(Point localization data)
-*-*-
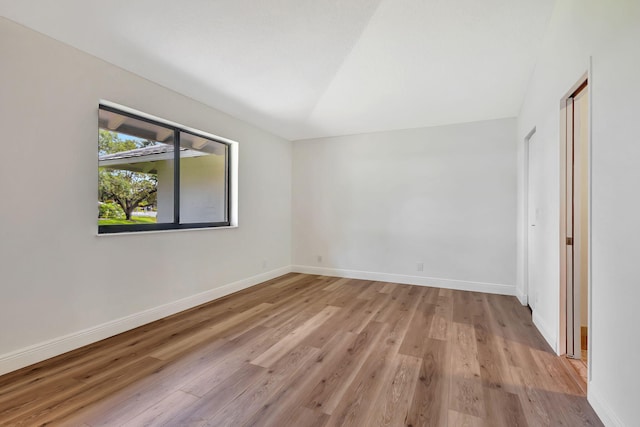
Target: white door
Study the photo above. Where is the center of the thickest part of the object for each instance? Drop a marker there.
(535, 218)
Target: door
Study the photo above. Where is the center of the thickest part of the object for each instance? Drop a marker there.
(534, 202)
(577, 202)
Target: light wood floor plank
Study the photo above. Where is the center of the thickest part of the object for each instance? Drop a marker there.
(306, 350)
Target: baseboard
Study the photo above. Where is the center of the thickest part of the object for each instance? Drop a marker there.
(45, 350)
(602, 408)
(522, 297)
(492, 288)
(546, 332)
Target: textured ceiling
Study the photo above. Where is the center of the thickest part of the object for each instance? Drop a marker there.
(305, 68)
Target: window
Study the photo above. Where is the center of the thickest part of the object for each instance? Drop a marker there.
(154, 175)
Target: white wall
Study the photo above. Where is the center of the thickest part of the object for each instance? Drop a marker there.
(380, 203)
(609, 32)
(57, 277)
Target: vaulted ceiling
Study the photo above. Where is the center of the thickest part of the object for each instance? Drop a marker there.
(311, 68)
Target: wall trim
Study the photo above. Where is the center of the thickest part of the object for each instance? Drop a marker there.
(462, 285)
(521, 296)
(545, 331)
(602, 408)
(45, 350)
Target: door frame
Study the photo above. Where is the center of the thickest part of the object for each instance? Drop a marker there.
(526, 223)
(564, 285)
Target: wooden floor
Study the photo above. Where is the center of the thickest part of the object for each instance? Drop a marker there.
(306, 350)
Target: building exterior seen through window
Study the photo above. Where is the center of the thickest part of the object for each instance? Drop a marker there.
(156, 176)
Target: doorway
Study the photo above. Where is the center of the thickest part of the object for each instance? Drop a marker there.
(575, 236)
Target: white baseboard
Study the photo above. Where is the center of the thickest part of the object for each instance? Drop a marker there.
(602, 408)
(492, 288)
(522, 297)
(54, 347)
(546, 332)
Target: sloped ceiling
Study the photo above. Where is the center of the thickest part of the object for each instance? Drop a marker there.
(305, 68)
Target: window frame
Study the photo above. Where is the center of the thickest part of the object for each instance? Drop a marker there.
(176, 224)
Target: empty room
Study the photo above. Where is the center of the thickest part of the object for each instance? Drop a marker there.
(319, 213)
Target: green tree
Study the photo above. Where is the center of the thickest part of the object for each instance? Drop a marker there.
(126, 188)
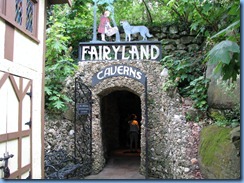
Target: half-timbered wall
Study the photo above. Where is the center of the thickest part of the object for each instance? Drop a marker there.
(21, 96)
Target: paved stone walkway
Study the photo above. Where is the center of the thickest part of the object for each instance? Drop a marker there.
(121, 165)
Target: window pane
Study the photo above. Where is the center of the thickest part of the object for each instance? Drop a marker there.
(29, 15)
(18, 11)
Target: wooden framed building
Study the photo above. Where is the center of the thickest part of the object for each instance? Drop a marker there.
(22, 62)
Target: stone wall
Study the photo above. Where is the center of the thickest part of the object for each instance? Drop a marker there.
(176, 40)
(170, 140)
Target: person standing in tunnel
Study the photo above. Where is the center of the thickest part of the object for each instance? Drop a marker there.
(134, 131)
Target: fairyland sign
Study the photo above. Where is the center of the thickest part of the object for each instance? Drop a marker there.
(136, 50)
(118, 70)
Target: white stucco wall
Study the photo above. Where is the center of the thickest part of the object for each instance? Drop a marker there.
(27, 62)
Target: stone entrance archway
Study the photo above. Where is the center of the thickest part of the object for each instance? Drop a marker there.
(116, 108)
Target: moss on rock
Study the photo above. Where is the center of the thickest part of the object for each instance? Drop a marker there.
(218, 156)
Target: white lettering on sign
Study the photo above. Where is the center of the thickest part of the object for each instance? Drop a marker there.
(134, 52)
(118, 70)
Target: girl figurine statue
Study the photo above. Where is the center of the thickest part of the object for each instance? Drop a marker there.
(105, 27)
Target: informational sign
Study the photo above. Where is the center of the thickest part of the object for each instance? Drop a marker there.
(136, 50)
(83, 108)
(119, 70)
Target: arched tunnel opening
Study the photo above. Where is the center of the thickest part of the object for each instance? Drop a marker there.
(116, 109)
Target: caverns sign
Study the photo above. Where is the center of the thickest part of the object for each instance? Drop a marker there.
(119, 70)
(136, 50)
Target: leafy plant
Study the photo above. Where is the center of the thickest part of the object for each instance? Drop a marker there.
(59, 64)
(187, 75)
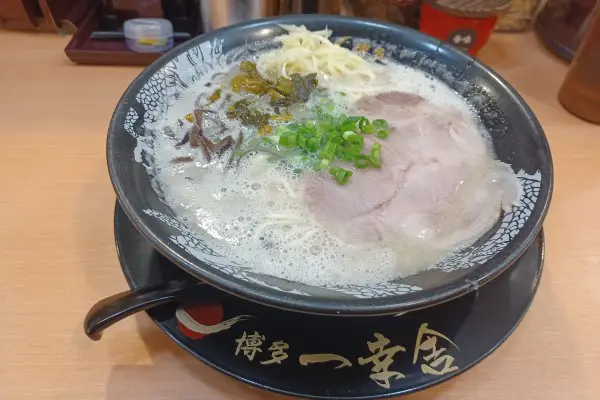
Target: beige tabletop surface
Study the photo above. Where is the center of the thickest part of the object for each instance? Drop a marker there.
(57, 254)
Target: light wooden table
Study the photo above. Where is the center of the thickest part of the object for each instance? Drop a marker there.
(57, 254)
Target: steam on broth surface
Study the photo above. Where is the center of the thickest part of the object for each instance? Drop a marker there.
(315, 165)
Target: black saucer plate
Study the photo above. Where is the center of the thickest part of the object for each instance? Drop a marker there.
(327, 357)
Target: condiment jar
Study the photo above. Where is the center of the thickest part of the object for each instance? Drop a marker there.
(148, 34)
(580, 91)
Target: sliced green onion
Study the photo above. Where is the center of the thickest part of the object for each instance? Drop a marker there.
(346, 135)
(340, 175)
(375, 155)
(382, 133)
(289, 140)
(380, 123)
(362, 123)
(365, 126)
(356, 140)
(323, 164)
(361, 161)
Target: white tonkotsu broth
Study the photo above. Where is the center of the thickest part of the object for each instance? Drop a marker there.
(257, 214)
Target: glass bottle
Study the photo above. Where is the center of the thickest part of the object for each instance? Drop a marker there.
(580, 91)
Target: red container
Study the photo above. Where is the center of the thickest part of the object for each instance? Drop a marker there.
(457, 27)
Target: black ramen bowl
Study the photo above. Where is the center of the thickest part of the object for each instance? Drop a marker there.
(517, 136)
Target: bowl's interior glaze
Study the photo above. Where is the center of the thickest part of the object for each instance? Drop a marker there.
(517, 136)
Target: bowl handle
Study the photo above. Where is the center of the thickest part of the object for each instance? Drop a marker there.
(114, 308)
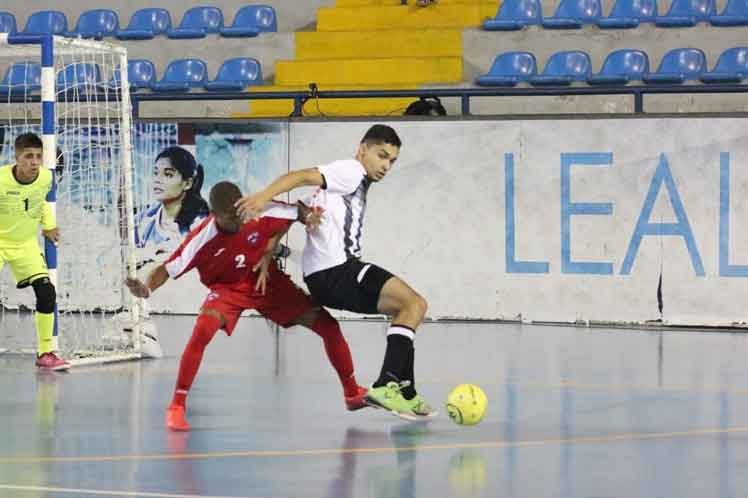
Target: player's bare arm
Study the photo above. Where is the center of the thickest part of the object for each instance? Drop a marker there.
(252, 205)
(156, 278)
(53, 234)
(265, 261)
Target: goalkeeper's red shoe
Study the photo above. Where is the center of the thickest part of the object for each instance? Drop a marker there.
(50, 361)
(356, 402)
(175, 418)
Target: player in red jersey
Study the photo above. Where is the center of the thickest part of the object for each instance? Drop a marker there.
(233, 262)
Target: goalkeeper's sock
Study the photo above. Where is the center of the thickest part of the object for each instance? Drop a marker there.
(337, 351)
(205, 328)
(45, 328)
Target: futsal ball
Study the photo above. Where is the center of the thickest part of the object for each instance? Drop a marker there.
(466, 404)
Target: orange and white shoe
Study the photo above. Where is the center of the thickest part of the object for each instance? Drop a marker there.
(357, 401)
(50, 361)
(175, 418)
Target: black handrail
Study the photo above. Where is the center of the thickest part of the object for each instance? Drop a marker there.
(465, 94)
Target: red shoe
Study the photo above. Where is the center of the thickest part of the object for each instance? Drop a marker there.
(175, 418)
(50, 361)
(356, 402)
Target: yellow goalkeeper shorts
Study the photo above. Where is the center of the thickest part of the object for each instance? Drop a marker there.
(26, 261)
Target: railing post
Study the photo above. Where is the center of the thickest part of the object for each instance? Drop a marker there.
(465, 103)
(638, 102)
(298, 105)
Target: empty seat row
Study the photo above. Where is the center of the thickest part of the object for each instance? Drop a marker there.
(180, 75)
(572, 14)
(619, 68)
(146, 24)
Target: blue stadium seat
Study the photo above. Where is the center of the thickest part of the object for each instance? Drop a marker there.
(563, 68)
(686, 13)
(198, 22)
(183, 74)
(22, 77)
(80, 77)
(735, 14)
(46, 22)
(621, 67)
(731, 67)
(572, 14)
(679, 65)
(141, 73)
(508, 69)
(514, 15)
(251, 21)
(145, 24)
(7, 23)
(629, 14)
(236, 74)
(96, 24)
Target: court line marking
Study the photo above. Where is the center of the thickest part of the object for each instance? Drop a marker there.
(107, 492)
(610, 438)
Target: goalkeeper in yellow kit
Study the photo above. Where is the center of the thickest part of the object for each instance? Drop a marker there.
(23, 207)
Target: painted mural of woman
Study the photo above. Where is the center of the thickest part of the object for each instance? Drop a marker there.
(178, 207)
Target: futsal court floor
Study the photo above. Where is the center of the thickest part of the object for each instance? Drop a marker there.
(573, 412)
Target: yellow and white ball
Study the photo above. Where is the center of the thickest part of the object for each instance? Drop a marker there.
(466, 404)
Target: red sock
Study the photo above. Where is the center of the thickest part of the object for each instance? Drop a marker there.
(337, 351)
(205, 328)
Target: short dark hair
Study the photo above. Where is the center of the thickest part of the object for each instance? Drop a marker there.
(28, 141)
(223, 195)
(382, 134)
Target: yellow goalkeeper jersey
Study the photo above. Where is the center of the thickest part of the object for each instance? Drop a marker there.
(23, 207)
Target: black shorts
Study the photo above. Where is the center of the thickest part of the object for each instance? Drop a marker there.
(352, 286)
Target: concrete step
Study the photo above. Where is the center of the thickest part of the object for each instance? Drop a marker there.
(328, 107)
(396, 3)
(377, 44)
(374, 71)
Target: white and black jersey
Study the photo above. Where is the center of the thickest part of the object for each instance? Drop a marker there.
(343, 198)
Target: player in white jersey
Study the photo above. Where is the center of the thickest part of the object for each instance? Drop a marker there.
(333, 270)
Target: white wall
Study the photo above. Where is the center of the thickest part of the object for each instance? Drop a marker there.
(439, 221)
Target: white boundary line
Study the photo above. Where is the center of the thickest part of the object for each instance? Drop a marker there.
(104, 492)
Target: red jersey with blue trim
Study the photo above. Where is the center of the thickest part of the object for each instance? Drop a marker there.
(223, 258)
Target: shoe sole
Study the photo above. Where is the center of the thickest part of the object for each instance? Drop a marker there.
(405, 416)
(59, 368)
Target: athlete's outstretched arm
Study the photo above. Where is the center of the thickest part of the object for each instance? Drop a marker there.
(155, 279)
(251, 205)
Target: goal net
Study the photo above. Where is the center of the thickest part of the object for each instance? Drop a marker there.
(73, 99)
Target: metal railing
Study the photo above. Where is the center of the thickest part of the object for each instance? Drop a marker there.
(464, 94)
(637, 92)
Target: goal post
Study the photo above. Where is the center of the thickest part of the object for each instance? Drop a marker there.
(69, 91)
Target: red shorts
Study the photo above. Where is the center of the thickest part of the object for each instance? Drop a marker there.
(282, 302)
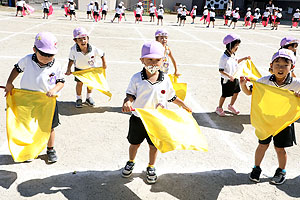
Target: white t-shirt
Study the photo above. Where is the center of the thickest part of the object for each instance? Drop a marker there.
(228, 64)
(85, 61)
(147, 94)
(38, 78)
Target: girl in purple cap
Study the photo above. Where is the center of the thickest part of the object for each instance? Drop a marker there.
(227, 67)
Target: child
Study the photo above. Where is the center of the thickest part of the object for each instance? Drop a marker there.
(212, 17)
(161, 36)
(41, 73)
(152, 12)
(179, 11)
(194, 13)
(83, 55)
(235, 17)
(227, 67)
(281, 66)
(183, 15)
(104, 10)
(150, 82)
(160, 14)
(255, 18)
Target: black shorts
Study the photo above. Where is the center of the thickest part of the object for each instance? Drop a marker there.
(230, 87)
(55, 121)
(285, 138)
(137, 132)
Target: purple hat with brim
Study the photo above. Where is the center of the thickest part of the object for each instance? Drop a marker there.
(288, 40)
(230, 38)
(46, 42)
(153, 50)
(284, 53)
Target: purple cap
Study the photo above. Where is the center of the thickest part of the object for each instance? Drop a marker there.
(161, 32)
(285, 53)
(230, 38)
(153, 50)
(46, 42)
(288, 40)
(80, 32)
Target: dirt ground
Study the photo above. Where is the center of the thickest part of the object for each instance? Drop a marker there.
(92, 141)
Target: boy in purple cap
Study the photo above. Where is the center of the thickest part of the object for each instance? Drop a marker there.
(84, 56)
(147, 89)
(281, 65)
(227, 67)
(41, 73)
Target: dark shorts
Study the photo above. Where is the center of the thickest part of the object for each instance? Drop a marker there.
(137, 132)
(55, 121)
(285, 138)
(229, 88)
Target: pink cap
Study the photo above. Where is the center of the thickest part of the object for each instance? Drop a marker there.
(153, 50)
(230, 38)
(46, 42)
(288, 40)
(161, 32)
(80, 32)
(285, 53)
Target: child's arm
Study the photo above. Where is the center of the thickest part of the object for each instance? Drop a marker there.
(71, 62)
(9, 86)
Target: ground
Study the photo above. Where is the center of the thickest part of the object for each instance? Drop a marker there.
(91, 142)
-*-*-
- [Assignment]: Filter the data, keeping only the lines that contain "post".

- [Task result]:
Target: railing post
Target: goal post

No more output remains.